━━━ Available data

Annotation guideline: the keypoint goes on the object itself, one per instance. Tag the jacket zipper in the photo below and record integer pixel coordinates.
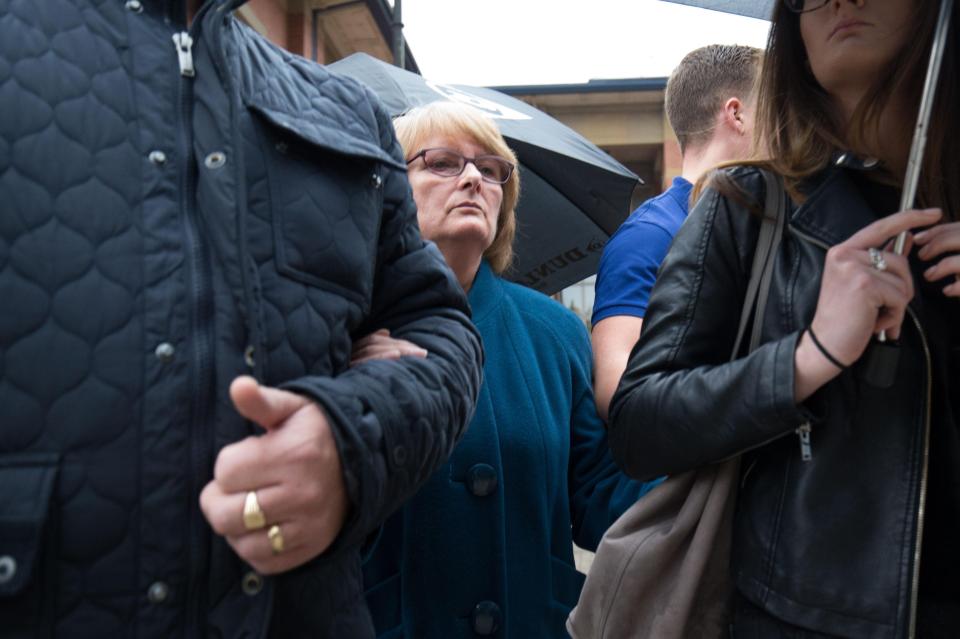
(199, 288)
(922, 500)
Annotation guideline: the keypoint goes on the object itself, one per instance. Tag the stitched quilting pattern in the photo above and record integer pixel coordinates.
(70, 350)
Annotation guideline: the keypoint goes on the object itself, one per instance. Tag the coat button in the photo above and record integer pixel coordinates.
(252, 584)
(8, 568)
(158, 592)
(165, 352)
(482, 480)
(215, 160)
(486, 618)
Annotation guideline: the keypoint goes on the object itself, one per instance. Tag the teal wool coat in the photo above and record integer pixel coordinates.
(485, 547)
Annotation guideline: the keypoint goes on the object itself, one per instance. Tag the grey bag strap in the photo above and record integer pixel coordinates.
(758, 289)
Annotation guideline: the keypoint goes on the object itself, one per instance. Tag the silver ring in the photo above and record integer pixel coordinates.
(876, 257)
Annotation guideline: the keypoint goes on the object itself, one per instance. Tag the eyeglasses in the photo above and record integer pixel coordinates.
(449, 163)
(803, 6)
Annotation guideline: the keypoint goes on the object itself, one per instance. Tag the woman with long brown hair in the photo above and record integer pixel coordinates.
(849, 503)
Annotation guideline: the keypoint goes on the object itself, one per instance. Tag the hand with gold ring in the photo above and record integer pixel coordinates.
(940, 245)
(863, 290)
(288, 480)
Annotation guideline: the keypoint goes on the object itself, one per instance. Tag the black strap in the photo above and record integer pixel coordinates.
(764, 256)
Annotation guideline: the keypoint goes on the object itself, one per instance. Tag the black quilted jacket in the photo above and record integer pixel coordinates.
(173, 215)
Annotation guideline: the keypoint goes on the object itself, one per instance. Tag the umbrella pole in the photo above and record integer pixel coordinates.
(883, 356)
(915, 159)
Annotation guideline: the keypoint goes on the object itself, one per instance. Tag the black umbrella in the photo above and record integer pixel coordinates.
(883, 359)
(752, 8)
(573, 195)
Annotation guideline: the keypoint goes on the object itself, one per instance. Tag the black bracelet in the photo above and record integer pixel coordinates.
(820, 347)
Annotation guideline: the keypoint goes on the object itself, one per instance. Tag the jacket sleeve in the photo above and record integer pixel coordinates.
(681, 402)
(397, 421)
(599, 491)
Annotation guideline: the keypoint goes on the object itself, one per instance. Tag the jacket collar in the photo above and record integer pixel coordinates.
(485, 293)
(835, 209)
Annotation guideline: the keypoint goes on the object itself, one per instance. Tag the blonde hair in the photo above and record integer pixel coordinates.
(456, 120)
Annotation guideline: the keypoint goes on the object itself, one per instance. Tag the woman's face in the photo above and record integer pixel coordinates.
(849, 42)
(459, 211)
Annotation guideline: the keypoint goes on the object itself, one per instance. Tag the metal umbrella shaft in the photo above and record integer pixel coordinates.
(912, 177)
(915, 159)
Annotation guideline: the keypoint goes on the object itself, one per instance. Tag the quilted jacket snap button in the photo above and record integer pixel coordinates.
(215, 160)
(486, 618)
(482, 480)
(8, 568)
(165, 352)
(252, 583)
(158, 592)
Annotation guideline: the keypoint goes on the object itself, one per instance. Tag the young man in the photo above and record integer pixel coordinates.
(194, 226)
(710, 105)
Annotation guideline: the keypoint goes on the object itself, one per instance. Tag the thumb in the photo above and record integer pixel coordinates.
(265, 405)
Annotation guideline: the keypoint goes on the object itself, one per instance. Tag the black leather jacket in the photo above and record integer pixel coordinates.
(831, 543)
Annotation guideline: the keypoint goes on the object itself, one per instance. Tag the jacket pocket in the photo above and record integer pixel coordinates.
(326, 205)
(27, 482)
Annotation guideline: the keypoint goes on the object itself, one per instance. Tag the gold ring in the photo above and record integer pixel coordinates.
(253, 517)
(276, 539)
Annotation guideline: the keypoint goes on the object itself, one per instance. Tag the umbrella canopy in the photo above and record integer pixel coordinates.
(762, 9)
(573, 195)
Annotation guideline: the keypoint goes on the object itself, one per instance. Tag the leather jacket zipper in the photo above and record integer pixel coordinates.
(925, 459)
(199, 290)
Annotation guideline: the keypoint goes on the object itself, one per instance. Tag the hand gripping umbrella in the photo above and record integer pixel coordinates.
(573, 195)
(882, 358)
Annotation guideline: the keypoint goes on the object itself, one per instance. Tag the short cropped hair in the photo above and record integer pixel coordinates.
(702, 82)
(456, 120)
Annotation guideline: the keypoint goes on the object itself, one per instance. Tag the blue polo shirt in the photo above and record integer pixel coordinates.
(630, 260)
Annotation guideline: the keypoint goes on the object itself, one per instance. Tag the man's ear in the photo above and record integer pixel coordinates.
(733, 115)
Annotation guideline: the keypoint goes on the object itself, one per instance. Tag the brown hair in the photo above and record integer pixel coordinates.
(702, 82)
(455, 120)
(796, 119)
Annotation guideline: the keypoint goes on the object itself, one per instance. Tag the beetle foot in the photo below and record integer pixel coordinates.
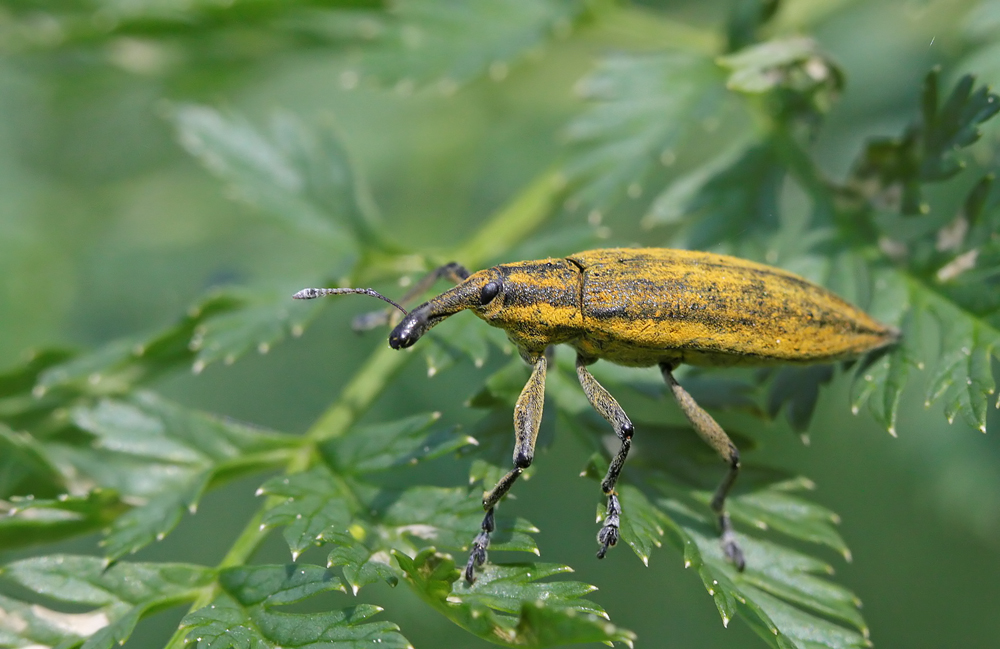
(477, 554)
(610, 532)
(730, 546)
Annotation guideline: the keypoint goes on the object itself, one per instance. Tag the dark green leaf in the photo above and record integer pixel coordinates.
(400, 443)
(359, 564)
(449, 518)
(151, 449)
(450, 42)
(643, 107)
(738, 191)
(315, 501)
(30, 521)
(120, 594)
(242, 617)
(302, 178)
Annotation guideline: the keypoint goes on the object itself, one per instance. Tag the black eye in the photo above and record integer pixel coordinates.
(490, 291)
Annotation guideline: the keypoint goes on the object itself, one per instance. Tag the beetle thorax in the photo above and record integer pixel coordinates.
(538, 303)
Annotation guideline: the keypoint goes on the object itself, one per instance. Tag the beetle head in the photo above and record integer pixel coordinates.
(477, 292)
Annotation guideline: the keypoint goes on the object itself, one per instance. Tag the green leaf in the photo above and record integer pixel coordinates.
(400, 443)
(30, 521)
(928, 150)
(266, 318)
(508, 606)
(277, 585)
(450, 517)
(315, 502)
(166, 455)
(799, 81)
(450, 42)
(778, 594)
(25, 466)
(242, 615)
(642, 108)
(121, 595)
(642, 529)
(736, 191)
(775, 509)
(360, 565)
(300, 177)
(124, 363)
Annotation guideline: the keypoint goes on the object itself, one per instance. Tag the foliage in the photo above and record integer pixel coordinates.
(89, 444)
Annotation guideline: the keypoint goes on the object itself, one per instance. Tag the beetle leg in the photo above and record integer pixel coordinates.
(608, 407)
(527, 419)
(712, 433)
(452, 271)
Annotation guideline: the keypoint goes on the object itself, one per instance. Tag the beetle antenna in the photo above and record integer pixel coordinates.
(311, 293)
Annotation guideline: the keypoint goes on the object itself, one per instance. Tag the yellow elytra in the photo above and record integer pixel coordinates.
(641, 307)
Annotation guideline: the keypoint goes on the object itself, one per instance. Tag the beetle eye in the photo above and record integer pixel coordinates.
(490, 291)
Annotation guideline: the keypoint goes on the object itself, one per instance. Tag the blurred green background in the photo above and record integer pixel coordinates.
(107, 227)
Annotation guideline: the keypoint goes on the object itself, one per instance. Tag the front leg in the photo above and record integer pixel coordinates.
(527, 419)
(710, 431)
(608, 407)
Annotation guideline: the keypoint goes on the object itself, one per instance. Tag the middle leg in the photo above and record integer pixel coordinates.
(608, 407)
(527, 420)
(710, 431)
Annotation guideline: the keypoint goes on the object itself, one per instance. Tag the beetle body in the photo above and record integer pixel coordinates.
(641, 307)
(646, 306)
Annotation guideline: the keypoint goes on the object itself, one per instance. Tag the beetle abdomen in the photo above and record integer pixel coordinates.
(650, 305)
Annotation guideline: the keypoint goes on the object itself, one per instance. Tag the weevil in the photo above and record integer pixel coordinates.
(640, 307)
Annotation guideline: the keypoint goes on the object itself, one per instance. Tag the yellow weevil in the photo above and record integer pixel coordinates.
(640, 307)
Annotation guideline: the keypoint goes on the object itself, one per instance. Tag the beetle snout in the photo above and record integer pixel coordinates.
(408, 331)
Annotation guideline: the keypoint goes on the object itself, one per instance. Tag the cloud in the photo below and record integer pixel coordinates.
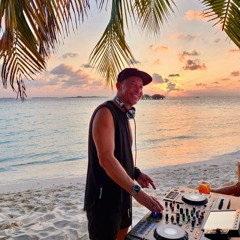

━━━━━━

Aim of the exercise: Return each line of the entries above that contains the word "with", copied unchanged.

The result:
Annotation guideline: the keypoint goes on the object itself, one per instance. Tag the woman with long brown hair in the photo above and record integer pixel coordinates.
Annotation guideline: the keypoint goes on the object itself, one per instance. Tag the hand with gold ring in the photo above and record integer pixel coordinates.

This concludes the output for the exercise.